> [CONSIGNE ÉCRITE 1]
Répondez à ces questions à partir de l'extrait ci-dessous.
(a) Chez quel éditeur le Dictionnaire Michelet a-t-il paru ?
(b) Quels postes Laurent Greilsamer a-t-il occupés au quotidien « Le Monde » ?
(c) D'après le journaliste, quelle notion Jules Michelet a-t-il forgée ?
=== EXTRAIT ===
Ancien grand reporter et ex-directeur adjoint du quotidien « Le Monde », Laurent Greilsamer a dernièrement confectionné un Dictionnaire Michelet, paru aux éditions Perrin. Pour proposer à tous le meilleur de l’immense œuvre de Jules Michelet (1798-1874) et pour donner envie de lire et de relire le grand historien français, le journaliste a puisé les idées phares de Jules Michelet dans son Histoire de France, dans son Histoire de la Révolution française ainsi que dans toutes ses autres publications.

En ces temps d’incertitude morale, politique, économique et sociale, l’entreprise de Laurent Greilsamer est à bien des égards salutaire. Ainsi que le journaliste l’affirme d’emblée, Jules Michelet est en effet « l’un des grands géants littéraires et politiques du XIXe siècle ; parce qu’il a, le premier, écrit un récit national complet et forgé la notion de peuple ; parce que cet historien, dans sa monumentale Histoire de France, a mis en place le socle idéologique de notre République ».
===
> [CONSIGNE ÉCRITE 2] Dans les entrées ci-dessous, recopiez tel quel le passage qui part de la ligne contenant « Annotate the small » et va jusqu'à la fin des entrées, ces deux bornes comprises.
=== DONNÉES D'ENTRÉE ===
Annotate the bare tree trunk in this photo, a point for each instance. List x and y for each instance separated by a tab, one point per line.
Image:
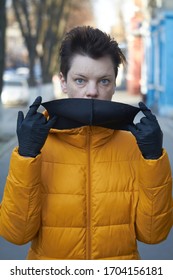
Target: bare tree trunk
2	39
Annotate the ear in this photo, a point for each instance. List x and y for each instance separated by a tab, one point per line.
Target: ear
63	83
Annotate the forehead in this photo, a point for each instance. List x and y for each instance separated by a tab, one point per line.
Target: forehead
85	65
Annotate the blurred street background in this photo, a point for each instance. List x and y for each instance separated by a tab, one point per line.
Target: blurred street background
30	36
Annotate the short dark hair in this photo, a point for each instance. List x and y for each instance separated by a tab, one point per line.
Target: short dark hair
89	41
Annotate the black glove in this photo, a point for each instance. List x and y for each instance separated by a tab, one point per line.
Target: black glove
148	134
32	130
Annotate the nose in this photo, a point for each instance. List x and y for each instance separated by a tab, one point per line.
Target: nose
91	90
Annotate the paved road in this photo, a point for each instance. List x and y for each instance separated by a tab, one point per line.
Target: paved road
10	251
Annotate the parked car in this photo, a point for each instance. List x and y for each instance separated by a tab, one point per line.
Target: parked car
15	91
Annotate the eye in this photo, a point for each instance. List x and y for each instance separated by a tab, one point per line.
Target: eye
104	82
79	81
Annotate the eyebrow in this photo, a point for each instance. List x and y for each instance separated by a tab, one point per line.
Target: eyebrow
102	77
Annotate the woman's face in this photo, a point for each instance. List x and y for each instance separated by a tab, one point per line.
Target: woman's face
89	78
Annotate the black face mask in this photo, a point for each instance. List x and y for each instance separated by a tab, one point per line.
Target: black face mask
77	112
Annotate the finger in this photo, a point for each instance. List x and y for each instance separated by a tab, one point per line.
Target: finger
146	111
132	128
33	107
20	119
51	122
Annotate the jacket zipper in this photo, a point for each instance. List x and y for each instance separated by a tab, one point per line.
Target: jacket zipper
88	197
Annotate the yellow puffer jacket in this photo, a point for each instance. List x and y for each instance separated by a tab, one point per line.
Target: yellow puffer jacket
88	195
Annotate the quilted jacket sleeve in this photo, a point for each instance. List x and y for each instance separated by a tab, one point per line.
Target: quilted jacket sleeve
21	203
154	212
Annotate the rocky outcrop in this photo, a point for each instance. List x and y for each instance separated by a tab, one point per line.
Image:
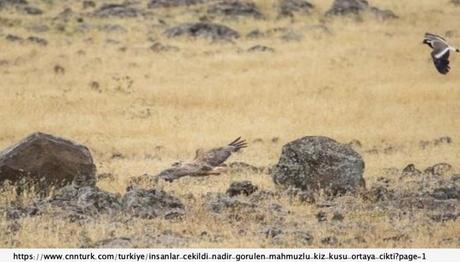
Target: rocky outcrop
117	10
152	203
358	7
172	3
234	9
290	8
316	163
243	187
204	30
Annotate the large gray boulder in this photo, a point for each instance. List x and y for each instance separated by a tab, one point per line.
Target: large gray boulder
315	163
47	161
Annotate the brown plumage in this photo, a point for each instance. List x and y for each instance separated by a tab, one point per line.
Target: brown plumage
205	162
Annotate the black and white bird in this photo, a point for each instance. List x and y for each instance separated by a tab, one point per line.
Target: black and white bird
440	53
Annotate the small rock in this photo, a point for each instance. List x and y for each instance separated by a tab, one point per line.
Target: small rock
===
> [RÉPONSE ÉCRITE 1]
(a) Aux éditions Perrin.
(b) Grand reporter et directeur adjoint.
(c) La notion de peuple.

> [RÉPONSE ÉCRITE 2]
Annotate the small rock in this photo, a point for each instance. List x and y for each instance separated by a tab, one point per line.
Target: small rock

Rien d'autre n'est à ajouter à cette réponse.